Segment Start: PASSAGE SHOWN

Ricardo "Ric-Ric" Marata

Personal information
- Born: December 21, 1964 Alamada, Cotabato, Philippines
- Died: April 17, 2010 (aged 45) New York City, New York, U.S.
- Nationality: Filipino
- Listed height: 5 ft 7 in (1.70 m)
- Listed weight: 145 lb (66 kg)

Career information
- College: SWU
- PBA draft: 1989: 2nd round, 10th overall pick
- Drafted by: Alaska Air Force
- Playing career: 1989–1997
- Position: Point guard

Career history
- 1989–1990: Alaska Air Force
- 1991–1993: Diet Sarsi Sizzlers/Swift Mighty Meaties
- 1993: Sta. Lucia Realtors
- 1994: Shell Rimula X
- 1995–1997: Sunkist Orange Juicers/Pop Cola Bottlers

Career highlights
- PBA All-Star (1990);

= Ric-Ric Marata =

Filipino basketball player

Ricardo "Ric-Ric" Marata (December 21, 1964 – April 17, 2010) was a Filipino former professional basketball player in the Philippine Basketball Association (PBA).

Segment End: PASSAGE SHOWN

Please answer these questions from the Ric-Ric Marata profile:
1. Which team drafted him?
2. Which team did he play for in 1994?
3. In what year was he a PBA All-Star?

Segment Start: DATA EXTRACT

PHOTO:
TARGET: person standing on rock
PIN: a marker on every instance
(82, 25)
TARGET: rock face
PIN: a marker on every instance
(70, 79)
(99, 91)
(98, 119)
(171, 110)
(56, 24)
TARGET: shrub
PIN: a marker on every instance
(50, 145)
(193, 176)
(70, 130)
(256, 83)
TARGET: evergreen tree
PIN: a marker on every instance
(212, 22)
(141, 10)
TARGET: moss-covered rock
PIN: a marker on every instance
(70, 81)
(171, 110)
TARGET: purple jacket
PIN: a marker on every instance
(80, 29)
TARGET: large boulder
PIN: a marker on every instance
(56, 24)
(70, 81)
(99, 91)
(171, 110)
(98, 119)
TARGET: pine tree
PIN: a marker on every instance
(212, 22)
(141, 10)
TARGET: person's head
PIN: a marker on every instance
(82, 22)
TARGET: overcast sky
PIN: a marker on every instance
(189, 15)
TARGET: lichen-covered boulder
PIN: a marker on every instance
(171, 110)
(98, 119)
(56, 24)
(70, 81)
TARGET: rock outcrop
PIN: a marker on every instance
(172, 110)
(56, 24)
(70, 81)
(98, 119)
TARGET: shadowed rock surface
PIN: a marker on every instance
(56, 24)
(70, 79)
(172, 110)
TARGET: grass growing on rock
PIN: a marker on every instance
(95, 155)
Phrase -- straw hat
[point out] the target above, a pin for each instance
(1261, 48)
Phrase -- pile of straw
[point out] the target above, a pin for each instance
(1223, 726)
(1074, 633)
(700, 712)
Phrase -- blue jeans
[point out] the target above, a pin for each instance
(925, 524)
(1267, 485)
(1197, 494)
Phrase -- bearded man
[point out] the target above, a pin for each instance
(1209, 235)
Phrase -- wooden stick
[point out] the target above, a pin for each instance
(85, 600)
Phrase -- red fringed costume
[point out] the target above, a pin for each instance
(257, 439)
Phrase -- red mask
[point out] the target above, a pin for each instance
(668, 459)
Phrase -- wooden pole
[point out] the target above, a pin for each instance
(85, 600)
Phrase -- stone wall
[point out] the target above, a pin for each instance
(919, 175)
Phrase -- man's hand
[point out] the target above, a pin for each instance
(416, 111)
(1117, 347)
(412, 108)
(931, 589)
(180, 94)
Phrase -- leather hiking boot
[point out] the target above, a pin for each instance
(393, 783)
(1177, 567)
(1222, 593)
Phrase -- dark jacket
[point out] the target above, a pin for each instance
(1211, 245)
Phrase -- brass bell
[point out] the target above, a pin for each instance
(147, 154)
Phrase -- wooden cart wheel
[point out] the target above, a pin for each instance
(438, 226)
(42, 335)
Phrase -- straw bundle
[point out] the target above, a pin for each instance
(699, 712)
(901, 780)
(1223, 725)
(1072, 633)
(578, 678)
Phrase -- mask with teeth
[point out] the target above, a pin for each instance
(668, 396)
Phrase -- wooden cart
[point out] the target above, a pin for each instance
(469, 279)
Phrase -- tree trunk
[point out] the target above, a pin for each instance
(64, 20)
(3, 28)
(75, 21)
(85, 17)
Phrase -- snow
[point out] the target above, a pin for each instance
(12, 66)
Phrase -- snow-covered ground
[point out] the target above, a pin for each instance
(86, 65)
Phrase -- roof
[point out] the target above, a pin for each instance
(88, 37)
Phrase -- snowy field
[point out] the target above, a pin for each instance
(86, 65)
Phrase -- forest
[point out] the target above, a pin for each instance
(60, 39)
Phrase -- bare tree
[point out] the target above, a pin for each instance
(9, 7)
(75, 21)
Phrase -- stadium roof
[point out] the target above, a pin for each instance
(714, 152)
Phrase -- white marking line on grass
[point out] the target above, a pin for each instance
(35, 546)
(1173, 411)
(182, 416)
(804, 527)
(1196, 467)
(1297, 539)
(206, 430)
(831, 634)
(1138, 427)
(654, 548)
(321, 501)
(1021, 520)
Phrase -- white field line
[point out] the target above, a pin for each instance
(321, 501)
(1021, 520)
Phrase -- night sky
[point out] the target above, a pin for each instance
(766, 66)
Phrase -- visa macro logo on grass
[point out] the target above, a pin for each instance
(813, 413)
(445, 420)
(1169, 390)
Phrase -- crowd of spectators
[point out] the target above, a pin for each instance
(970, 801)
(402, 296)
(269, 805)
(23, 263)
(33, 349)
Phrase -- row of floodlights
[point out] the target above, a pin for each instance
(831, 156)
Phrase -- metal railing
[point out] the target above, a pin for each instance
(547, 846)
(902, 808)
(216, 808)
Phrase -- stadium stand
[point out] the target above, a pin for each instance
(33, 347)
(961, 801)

Segment End: DATA EXTRACT

## RESULT FOR THIS EXERCISE
1. Alaska Air Force
2. Shell Rimula X
3. 1990